Start of TEXT PROVIDED
I'd try pulling the network card.  See if it continues to do it without
the Tulip card on the PCI bus.  They're kinda notorious for being cheap,
but 99.9% of the time they do "just work".

The drive could be failing.  You could also test hammering the disk I/O
with something like hdparm speed tests and/or bonnie and see if it gets
worse or other error messages pop up to give other clues.

Another good check would probably be to boot to single user mode and
force an fsck if you're using an ext2/3 filesystem on all your partitions.

The fact that it's so variable in time suggests that something else on
the bus is messing around intermittantly.  If you have spare IDE cables
lying around it might be worth swapping them out just to see.  Reseating
everything probably wouldn't hurt either...
End of TEXT PROVIDED
Start of PROVIDED INFORMATION
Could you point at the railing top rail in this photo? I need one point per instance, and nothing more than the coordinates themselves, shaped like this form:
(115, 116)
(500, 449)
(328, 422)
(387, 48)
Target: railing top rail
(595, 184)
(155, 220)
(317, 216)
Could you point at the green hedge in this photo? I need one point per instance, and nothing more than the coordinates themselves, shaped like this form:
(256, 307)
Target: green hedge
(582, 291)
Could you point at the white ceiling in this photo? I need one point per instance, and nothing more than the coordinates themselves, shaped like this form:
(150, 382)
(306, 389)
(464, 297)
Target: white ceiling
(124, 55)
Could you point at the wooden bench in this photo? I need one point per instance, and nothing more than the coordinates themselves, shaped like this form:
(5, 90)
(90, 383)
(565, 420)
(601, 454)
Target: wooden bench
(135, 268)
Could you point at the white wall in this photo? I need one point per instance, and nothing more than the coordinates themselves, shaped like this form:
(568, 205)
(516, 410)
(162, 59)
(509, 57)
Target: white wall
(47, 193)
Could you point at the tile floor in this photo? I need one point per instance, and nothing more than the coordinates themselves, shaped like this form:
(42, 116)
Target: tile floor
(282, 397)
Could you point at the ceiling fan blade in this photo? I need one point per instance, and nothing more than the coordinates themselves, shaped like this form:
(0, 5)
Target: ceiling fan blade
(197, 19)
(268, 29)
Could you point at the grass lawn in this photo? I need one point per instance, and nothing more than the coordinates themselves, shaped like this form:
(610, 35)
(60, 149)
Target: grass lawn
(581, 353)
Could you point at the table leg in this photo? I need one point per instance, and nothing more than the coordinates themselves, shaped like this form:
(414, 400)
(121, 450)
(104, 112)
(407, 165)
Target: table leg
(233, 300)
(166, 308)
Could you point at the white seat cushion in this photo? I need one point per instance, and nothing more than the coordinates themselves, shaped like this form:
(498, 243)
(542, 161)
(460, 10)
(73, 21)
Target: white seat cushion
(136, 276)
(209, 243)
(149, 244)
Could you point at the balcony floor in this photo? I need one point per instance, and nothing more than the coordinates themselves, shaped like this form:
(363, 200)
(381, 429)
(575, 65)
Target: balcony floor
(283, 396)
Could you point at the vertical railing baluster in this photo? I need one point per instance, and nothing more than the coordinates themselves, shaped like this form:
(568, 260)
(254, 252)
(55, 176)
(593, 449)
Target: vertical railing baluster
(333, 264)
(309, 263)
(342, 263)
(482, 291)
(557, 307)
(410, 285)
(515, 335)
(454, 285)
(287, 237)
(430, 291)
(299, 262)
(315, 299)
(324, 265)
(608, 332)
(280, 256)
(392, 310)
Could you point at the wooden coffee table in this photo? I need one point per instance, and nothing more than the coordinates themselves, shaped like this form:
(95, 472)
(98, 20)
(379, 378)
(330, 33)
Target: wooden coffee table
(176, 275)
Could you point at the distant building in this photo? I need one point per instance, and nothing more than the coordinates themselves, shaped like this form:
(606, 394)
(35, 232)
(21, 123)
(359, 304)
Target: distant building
End of PROVIDED INFORMATION
CHECK YOUR UNDERSTANDING ->
**1)** Reproduce a passage from the hardware troubleshooting advice word for word. Begin at the words "The drive could" and stop after "give other clues.".
**2)** Carry on the hardware troubleshooting advice from the point where it stops.

RESULTS BY TASK ->
**1)**
The drive could be failing.  You could also test hammering the disk I/O
with something like hdparm speed tests and/or bonnie and see if it gets
worse or other error messages pop up to give other clues.

**2)**
I'd do some Googling with your specific drive part number and
motherboard type to see if anyone else experiences the problem.  Also,
2.4.20 is pretty "new" but there's been a couple of revs of 2.4 after
that... might be worth slapping a newer kernel on if the box is using a
package manager that makes it simple to do.

Good luck,

Nate, .....nateKILLspamspam.....natetech.com

p.s. A quick google search found a guy who's had a machine doing this
for 4 years who can't find it, but the warnings he's received about the
drive failing have never come true.  If you were getting another error
like this guy:
lists.slug.org.au/archives/slug/2002/04/msg00313.html
I'd say maybe the disk is starting to fail... but not always...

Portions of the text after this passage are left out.